+++ Extrato da página +++
De fato, é evidente uma extraordinária expansão da demanda no mercado de terras para agricultura em todos os trópicos do mundo e, por certo, também na Amazônia, em especial na brasileira e agora também na colombiana. O pretexto “verde” para essa expansão, como no caso dos biocombustíveis é, e ninguém dúvida disso, uma falácia. Bem sabido, no processo da produção, distribuição e uso de biocombustíveis acumulam-se mais impactos negativos que positivos para o meio ambiente. Ainda assim, embora ecologicamente arriscada quando destrói florestas remanescentes, não cabe afirmar enfaticamente que a expansão atual da atividade agropecuária é sempre feita atropelando os direitos dos povos, como foi na época colonial africana. Lembre-se que na época colonial sul-americana quase ninguém se interessou por acumular terras na Amazônia. 

Entretanto, os três ingleses não insistem demais nesse ponto. Ao contrário, focam suas baterias contra o estabelecimento de toda forma de áreas protegidas e os negócios de carbono. Eles nem se dão ao trabalho de distinguir entre as áreas de preservação permanente e aquelas de uso sustentável – que constituem a maior parte das áreas protegidas e que abrigam uma população local que nelas mora e trabalha, explorando os recursos naturais. Os autores tampouco oferecem cifras para justificar suas denúncias. Atacam com ferocidade todas as modalidades de transações por carbono ou por água que, como bem se sabe, em geral não geram transferência da posse sobre a terra. Nesse sentido, argumentam que as restrições ao uso da terra contidas nos acordos são injustas para com os seus habitantes.
+++ Registros listados +++
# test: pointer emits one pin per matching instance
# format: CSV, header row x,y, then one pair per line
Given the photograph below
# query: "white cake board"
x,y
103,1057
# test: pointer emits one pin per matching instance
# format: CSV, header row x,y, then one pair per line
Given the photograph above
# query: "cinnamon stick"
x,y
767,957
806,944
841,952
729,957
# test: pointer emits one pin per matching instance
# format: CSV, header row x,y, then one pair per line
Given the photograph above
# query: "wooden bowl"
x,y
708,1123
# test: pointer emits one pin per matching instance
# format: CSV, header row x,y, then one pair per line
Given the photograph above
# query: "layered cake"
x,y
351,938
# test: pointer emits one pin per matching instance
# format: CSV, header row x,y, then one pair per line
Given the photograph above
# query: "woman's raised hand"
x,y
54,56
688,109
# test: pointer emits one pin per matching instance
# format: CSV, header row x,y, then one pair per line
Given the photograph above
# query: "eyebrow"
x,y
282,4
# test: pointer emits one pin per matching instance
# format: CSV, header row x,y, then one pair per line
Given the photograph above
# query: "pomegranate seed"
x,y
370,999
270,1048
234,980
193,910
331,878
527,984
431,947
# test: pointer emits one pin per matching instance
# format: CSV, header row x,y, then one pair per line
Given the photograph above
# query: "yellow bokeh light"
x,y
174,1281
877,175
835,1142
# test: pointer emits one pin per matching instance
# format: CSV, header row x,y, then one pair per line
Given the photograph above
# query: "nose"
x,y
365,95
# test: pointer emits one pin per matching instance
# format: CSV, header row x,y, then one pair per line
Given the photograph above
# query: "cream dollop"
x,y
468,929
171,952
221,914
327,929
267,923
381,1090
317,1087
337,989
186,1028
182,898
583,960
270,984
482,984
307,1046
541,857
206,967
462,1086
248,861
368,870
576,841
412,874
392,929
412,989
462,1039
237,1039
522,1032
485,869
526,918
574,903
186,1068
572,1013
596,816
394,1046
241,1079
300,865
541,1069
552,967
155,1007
+++
→ Exercício: Reescreva em forma de lista o parágrafo do extrato da página que começa com "Entretanto, os três ingleses", mantendo seus fatos principais.

→ Resposta ao exercício:
- Os três ingleses não insistem demais no ponto anterior.
- Concentram os ataques contra todas as formas de áreas protegidas e contra os negócios de carbono.
- Não distinguem as áreas de preservação permanente das de uso sustentável. Estas são a maior parte das áreas protegidas e abrigam uma população local que nelas mora, trabalha e explora os recursos naturais.
- Não oferecem cifras para justificar suas denúncias.
- Atacam com ferocidade todas as transações por carbono ou por água, que em geral não geram transferência da posse da terra.
- Argumentam que as restrições ao uso da terra previstas nos acordos são injustas para com os habitantes.